::: Provided data :::

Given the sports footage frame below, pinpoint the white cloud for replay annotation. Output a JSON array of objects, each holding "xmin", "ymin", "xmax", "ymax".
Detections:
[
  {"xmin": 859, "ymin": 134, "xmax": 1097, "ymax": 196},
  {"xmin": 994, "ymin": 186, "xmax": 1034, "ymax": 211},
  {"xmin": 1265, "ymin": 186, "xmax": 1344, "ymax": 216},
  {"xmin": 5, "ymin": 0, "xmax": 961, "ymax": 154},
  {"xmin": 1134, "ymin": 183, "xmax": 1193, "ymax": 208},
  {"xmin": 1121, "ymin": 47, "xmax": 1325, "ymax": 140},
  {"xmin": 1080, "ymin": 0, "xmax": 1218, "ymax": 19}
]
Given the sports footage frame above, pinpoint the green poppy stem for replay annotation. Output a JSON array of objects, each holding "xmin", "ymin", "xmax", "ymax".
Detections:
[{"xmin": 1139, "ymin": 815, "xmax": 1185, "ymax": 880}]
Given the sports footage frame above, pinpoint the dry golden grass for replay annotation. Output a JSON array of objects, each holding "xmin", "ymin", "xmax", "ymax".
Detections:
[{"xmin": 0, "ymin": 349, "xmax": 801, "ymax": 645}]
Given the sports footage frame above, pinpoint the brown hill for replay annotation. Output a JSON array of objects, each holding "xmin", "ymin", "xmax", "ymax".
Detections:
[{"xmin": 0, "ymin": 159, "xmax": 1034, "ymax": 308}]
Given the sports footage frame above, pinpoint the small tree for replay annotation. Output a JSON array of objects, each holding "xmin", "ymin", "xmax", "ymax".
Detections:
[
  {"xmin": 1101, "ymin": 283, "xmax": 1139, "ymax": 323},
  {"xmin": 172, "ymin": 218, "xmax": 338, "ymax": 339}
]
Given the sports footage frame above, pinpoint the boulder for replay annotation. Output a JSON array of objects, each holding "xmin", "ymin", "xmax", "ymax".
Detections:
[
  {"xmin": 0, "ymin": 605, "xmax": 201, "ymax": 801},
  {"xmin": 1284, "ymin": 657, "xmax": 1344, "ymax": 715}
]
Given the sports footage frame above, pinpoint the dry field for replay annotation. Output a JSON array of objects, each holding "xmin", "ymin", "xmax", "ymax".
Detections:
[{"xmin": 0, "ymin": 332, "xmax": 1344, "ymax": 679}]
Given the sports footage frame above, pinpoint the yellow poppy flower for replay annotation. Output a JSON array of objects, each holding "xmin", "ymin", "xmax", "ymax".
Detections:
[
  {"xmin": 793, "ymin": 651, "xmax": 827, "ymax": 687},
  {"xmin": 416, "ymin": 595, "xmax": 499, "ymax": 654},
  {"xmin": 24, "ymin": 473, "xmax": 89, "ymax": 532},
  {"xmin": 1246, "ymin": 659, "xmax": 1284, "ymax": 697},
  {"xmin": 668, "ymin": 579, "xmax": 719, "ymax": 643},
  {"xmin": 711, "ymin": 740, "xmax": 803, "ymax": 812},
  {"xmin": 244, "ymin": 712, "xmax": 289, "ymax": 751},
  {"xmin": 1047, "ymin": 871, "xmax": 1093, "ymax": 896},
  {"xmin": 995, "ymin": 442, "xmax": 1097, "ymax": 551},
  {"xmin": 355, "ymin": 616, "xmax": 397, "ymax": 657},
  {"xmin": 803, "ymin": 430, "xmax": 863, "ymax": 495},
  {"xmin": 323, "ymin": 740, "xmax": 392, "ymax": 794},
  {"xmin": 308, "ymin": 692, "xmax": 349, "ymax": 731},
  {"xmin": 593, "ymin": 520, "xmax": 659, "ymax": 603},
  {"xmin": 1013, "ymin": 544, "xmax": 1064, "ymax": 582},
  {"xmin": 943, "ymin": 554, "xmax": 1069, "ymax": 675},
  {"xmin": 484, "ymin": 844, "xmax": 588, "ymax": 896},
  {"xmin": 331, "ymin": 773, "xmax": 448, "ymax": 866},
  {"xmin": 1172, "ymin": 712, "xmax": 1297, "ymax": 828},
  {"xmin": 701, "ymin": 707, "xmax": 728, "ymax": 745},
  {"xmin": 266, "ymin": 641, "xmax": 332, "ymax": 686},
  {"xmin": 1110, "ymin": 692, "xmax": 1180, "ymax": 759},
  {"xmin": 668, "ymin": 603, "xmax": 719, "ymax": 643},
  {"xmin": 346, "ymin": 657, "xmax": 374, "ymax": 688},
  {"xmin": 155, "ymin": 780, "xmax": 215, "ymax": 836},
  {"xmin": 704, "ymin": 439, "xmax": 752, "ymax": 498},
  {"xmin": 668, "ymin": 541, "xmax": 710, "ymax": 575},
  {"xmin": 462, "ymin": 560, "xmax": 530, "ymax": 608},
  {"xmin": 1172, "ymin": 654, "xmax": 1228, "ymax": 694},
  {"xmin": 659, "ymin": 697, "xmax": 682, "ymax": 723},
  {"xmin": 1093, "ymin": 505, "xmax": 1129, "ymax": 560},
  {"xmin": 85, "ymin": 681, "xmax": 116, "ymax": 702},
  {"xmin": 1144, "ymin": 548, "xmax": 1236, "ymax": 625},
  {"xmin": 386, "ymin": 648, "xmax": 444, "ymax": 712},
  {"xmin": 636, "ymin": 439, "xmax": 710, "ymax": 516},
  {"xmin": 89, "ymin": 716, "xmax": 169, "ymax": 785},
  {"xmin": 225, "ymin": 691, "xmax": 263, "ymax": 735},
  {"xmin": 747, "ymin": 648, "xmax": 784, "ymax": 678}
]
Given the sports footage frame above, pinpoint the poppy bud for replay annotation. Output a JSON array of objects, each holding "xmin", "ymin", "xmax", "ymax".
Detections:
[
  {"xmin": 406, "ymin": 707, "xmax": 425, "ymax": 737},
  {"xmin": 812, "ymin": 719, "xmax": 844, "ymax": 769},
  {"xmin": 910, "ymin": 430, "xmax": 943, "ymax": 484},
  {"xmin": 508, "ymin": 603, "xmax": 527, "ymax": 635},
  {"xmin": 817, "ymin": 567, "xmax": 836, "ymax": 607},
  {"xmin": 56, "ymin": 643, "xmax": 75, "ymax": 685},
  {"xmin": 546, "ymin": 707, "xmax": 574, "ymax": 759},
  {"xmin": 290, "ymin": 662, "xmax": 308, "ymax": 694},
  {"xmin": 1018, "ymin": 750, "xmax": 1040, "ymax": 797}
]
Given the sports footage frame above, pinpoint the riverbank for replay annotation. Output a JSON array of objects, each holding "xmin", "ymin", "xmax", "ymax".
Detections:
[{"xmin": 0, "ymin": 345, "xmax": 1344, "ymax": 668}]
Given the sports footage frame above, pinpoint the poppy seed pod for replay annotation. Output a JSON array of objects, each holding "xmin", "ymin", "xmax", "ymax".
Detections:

:::

Requirement: Extract every line of the listing above, reproducing each one word for word and character for character.

Solution for this problem:
Given the sports footage frame below, pinpoint the white cloud for replay annotation. Output a JSON array of objects, each holding "xmin", "ymin", "xmax", "ymax".
Detections:
[
  {"xmin": 859, "ymin": 134, "xmax": 1097, "ymax": 196},
  {"xmin": 994, "ymin": 186, "xmax": 1034, "ymax": 211},
  {"xmin": 1265, "ymin": 186, "xmax": 1344, "ymax": 216},
  {"xmin": 5, "ymin": 0, "xmax": 961, "ymax": 154},
  {"xmin": 1134, "ymin": 183, "xmax": 1193, "ymax": 208},
  {"xmin": 1121, "ymin": 47, "xmax": 1325, "ymax": 140},
  {"xmin": 1080, "ymin": 0, "xmax": 1218, "ymax": 19}
]
Given the sports footage frame above, pinpoint the green poppy stem for replay annotation. Output a JSON array of objects, each holding "xmin", "ymin", "xmax", "ymax".
Detections:
[{"xmin": 1139, "ymin": 815, "xmax": 1185, "ymax": 880}]
Given the sports footage frame above, pinpoint the dry golden grass for replay annotation. Output a JSON array of objects, each holding "xmin", "ymin", "xmax", "ymax".
Detections:
[{"xmin": 0, "ymin": 349, "xmax": 801, "ymax": 645}]
Given the sports footage frame above, pinpoint the brown hill for replay annotation. Output a JSON array of objects, each holding "xmin", "ymin", "xmax", "ymax".
Detections:
[{"xmin": 0, "ymin": 159, "xmax": 1034, "ymax": 308}]
Given the sports footage frame above, pinpoint the small tree for replay annotation. Output a JSON array of objects, each holding "xmin", "ymin", "xmax", "ymax".
Detections:
[
  {"xmin": 1101, "ymin": 283, "xmax": 1139, "ymax": 323},
  {"xmin": 172, "ymin": 218, "xmax": 338, "ymax": 339}
]
Given the sports footage frame above, pinpoint the boulder for replay annotation. Output a JSON array of objects, each holding "xmin", "ymin", "xmax", "ymax".
Detections:
[
  {"xmin": 0, "ymin": 605, "xmax": 201, "ymax": 801},
  {"xmin": 1284, "ymin": 657, "xmax": 1344, "ymax": 715}
]
Given the sports footage frame above, pinpoint the dry field for replay annotation. Output a JSON array of objects, each holding "xmin", "ymin", "xmax", "ymax".
Detections:
[{"xmin": 0, "ymin": 332, "xmax": 1344, "ymax": 679}]
Given the sports footage frame above, pinpoint the yellow poppy flower for replay annotation. Output a JSON array of objects, each holding "xmin", "ymin", "xmax", "ymax".
Detections:
[
  {"xmin": 793, "ymin": 651, "xmax": 827, "ymax": 687},
  {"xmin": 416, "ymin": 595, "xmax": 499, "ymax": 654},
  {"xmin": 24, "ymin": 473, "xmax": 89, "ymax": 532},
  {"xmin": 1246, "ymin": 659, "xmax": 1284, "ymax": 697},
  {"xmin": 668, "ymin": 579, "xmax": 719, "ymax": 643},
  {"xmin": 711, "ymin": 740, "xmax": 803, "ymax": 812},
  {"xmin": 244, "ymin": 712, "xmax": 289, "ymax": 751},
  {"xmin": 1047, "ymin": 871, "xmax": 1093, "ymax": 896},
  {"xmin": 995, "ymin": 442, "xmax": 1097, "ymax": 551},
  {"xmin": 355, "ymin": 616, "xmax": 397, "ymax": 657},
  {"xmin": 803, "ymin": 430, "xmax": 863, "ymax": 495},
  {"xmin": 323, "ymin": 740, "xmax": 392, "ymax": 794},
  {"xmin": 308, "ymin": 692, "xmax": 349, "ymax": 731},
  {"xmin": 593, "ymin": 520, "xmax": 659, "ymax": 603},
  {"xmin": 1013, "ymin": 544, "xmax": 1064, "ymax": 582},
  {"xmin": 943, "ymin": 554, "xmax": 1069, "ymax": 675},
  {"xmin": 484, "ymin": 844, "xmax": 588, "ymax": 896},
  {"xmin": 331, "ymin": 773, "xmax": 448, "ymax": 866},
  {"xmin": 1172, "ymin": 712, "xmax": 1297, "ymax": 828},
  {"xmin": 701, "ymin": 707, "xmax": 728, "ymax": 745},
  {"xmin": 266, "ymin": 641, "xmax": 332, "ymax": 686},
  {"xmin": 1110, "ymin": 692, "xmax": 1180, "ymax": 759},
  {"xmin": 668, "ymin": 603, "xmax": 719, "ymax": 643},
  {"xmin": 346, "ymin": 657, "xmax": 374, "ymax": 688},
  {"xmin": 155, "ymin": 780, "xmax": 215, "ymax": 836},
  {"xmin": 704, "ymin": 439, "xmax": 752, "ymax": 498},
  {"xmin": 668, "ymin": 541, "xmax": 710, "ymax": 575},
  {"xmin": 462, "ymin": 560, "xmax": 530, "ymax": 608},
  {"xmin": 1172, "ymin": 654, "xmax": 1228, "ymax": 694},
  {"xmin": 659, "ymin": 697, "xmax": 682, "ymax": 723},
  {"xmin": 1093, "ymin": 505, "xmax": 1129, "ymax": 560},
  {"xmin": 85, "ymin": 681, "xmax": 116, "ymax": 702},
  {"xmin": 1144, "ymin": 548, "xmax": 1236, "ymax": 625},
  {"xmin": 386, "ymin": 648, "xmax": 444, "ymax": 712},
  {"xmin": 636, "ymin": 439, "xmax": 710, "ymax": 516},
  {"xmin": 89, "ymin": 716, "xmax": 169, "ymax": 785},
  {"xmin": 225, "ymin": 691, "xmax": 263, "ymax": 735},
  {"xmin": 747, "ymin": 648, "xmax": 784, "ymax": 678}
]
Given the sports footage frame above, pinpoint the poppy bud for replay annotation. Output a JSON array of objects, each holding "xmin", "ymin", "xmax", "ymax".
Detections:
[
  {"xmin": 406, "ymin": 707, "xmax": 425, "ymax": 737},
  {"xmin": 812, "ymin": 719, "xmax": 844, "ymax": 769},
  {"xmin": 910, "ymin": 430, "xmax": 943, "ymax": 484},
  {"xmin": 508, "ymin": 603, "xmax": 527, "ymax": 635},
  {"xmin": 817, "ymin": 567, "xmax": 836, "ymax": 607},
  {"xmin": 56, "ymin": 643, "xmax": 75, "ymax": 685},
  {"xmin": 546, "ymin": 707, "xmax": 574, "ymax": 759},
  {"xmin": 290, "ymin": 662, "xmax": 308, "ymax": 694},
  {"xmin": 1018, "ymin": 750, "xmax": 1040, "ymax": 797}
]
Given the sports footage frame above, pinpoint the riverbank for replay annotation. Output a JSON array of objects, each holding "xmin", "ymin", "xmax", "ymax".
Detections:
[{"xmin": 0, "ymin": 345, "xmax": 1344, "ymax": 668}]
Given the sports footage frame above, pinpoint the poppy seed pod for replay annotation. Output a JSON array of objects, each holding "xmin", "ymin", "xmax", "ymax".
Detections:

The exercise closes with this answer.